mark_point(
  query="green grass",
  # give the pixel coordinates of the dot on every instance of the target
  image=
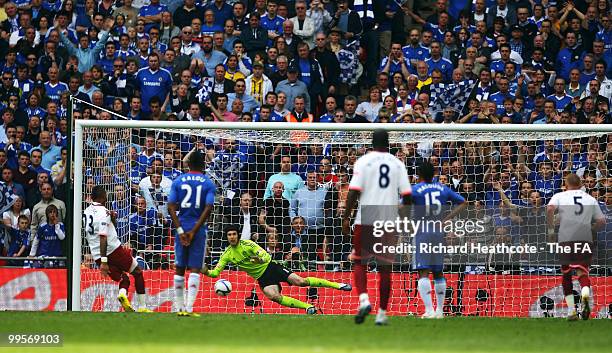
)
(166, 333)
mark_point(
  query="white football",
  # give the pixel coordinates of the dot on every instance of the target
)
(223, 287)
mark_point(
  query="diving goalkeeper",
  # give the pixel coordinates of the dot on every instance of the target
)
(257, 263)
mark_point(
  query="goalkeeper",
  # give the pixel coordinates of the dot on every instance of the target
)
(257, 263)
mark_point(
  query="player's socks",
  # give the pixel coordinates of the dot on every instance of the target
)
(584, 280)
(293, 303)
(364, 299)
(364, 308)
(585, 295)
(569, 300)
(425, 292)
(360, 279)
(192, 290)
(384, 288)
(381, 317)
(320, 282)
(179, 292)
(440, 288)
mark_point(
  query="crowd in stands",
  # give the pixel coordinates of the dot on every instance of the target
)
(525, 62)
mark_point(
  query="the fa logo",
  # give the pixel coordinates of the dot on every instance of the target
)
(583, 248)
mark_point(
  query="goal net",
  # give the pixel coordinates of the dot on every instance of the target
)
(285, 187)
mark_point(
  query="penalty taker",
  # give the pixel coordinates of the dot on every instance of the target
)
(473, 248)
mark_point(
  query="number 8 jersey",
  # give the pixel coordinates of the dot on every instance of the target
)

TASK TO CARRY OUT:
Every line in the data that holds the string "query" should be copied.

ANSWER SECTION:
  query="green grass",
  query="white football",
  query="diving goalkeeper",
  query="goalkeeper",
  query="player's socks",
  query="crowd in stands",
  query="the fa logo",
  query="goal net",
  query="penalty taker",
  query="number 8 jersey",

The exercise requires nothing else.